[Dataset excerpts]
○ ○ ○ ○
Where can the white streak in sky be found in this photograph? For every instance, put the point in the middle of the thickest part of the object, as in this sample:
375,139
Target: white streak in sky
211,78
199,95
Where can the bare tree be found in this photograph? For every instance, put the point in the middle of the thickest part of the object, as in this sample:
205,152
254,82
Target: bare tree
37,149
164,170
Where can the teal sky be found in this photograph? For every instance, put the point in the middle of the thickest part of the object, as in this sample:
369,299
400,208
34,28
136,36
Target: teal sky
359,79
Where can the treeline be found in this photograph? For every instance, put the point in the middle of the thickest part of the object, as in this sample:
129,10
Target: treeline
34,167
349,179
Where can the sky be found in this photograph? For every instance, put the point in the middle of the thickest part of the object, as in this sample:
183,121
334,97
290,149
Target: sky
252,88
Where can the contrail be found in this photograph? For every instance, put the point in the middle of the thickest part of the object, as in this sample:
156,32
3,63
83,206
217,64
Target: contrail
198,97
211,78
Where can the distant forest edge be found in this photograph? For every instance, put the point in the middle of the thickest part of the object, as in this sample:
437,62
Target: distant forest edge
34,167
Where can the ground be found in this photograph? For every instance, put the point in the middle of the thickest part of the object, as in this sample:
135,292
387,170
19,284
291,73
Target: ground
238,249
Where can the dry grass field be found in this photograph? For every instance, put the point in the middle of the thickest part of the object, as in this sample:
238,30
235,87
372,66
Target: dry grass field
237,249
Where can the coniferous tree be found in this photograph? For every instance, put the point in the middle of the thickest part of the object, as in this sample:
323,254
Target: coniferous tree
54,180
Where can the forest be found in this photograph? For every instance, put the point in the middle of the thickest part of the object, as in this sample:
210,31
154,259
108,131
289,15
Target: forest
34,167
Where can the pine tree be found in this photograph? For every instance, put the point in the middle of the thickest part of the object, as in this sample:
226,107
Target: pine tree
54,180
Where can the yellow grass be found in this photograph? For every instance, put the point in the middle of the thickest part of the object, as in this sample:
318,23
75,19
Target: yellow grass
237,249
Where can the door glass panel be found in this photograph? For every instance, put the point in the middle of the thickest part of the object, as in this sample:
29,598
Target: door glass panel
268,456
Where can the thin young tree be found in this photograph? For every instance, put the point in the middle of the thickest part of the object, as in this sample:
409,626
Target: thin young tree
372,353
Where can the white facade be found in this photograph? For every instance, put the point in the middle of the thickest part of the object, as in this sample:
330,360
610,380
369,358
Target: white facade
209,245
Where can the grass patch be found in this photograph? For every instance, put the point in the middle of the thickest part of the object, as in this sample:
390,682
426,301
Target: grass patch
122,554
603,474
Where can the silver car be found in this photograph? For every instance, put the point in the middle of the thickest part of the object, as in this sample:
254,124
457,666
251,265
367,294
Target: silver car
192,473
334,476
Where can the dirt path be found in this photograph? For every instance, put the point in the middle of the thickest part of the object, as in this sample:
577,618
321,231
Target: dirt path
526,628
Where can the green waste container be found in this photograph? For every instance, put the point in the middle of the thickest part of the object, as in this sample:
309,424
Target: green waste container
○ ○ ○ ○
▶ [Required work] Every entry above needs to be copied exactly.

▶ [Problem solution]
Where can the white streak in sky be found in this photograph? For every instance, put the point in the middle of the thickest part of the object, as in this sample:
375,139
Target: white streak in sky
211,78
199,95
Where can the bare tree be found in this photograph? For every instance, put the point in the middle of the thickest part of the object, as in this sample:
205,152
254,82
Target: bare tree
37,149
164,170
Where can the teal sky be found in this photograph? For every instance, put the point in the middle of the thickest part of the object, as in this sample:
369,299
400,208
34,28
136,36
Target: teal sky
359,79
Where can the treeline be found in this photograph? For every instance, put the point in the middle of the thickest part of the object, as in this sample:
129,10
Target: treeline
34,167
349,179
Where can the sky be found in this photograph? For every instance, put the point in the middle of the thickest part of the object, as in this sample:
183,121
334,97
290,149
Target: sky
252,88
Where can the contrail be found in this photograph? For every instance, put the point in the middle of the thickest part of the object, as in this sample:
156,32
3,63
83,206
217,64
Target: contrail
198,97
211,78
Where can the distant forest edge be found in this photograph? For every instance, put the point in the middle of the thickest part of the object, as in this sample:
437,62
Target: distant forest edge
34,167
Where can the ground be found in this photograph? For every instance, put the point in the middle of the thickest part of the object, as in this sample:
135,292
387,170
19,284
291,73
Target: ground
238,249
Where can the dry grass field be found in this photograph? For every instance, put the point in the middle of the thickest part of the object, as in this sample:
238,30
235,87
372,66
Target: dry grass field
237,249
Where can the coniferous tree be found in this photograph? For every instance, put the point in the middle of the thickest part of the object, as in this sample:
323,254
Target: coniferous tree
54,180
Where can the forest be found in this photograph? For every instance, put the point in the middle of the thickest part of the object, as in this sample:
210,31
154,259
108,131
289,15
Target: forest
34,167
Where can the pine tree be found in this photograph? For every instance, put the point in the middle of the thickest part of the object, as in this sample:
226,107
Target: pine tree
54,180
Where can the yellow grass be found in this photograph? For every instance, put the point in the middle of the thickest part of the object, as in this sample:
318,23
75,19
Target: yellow grass
237,249
Where can the door glass panel be found in this photograph? For every instance, put the point in the middle of the thickest part of the object, as in this sample:
29,598
Target: door glass panel
268,456
Where can the thin young tree be found in this photograph? For every instance, put the point in the middle of the thickest part of the object, as in this sample:
409,626
Target: thin young tree
372,353
Where can the white facade be found in this photograph? For every instance, put the point in the middle of the thickest part of the object, as in this sample:
330,360
610,380
369,358
Target: white facade
209,245
Where can the grass patch be found in this photograph? For every instance, put the point in the middle of the thickest part of the object, as in this sample:
390,682
426,301
Target: grass patch
122,554
603,474
Where can the silver car be found in this photograph? For every instance, put the point in the middle of the thickest part of the object, as in this sample:
254,124
457,666
251,265
367,294
Target: silver car
192,473
334,476
Where can the dirt path be found in this photograph? For every instance, put the point in the middle of the thickest part of the object, as in this sample:
577,618
321,231
Target: dirt path
526,628
Where can the green waste container be found in this photograph? For every instance, put the point in the middle of the thickest part of the object, as in this sample:
309,424
Target: green waste container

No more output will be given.